▶ Do this
State how many lines in the listing below contain the string "right", where uppercase and lowercase letters count as different. Reply with the number alone.

◆ ◆ ◆

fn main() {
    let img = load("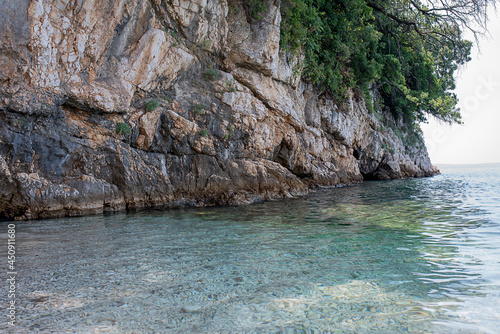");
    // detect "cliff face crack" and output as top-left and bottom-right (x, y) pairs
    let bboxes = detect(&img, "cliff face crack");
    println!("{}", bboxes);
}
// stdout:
(0, 0), (436, 219)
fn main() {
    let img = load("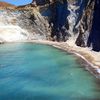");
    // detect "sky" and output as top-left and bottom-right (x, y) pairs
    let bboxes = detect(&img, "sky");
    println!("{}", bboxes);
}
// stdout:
(0, 0), (32, 6)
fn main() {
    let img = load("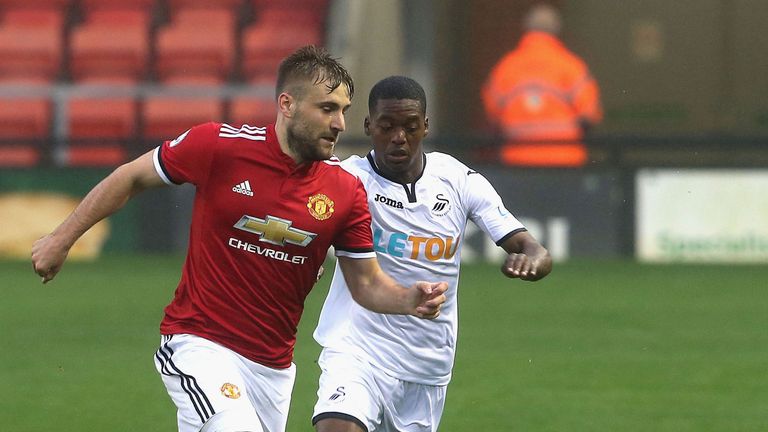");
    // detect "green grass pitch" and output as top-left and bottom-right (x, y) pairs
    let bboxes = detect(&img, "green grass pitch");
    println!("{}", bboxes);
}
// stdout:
(0, 256), (768, 432)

◆ ◆ ◆

▶ Output for this task
3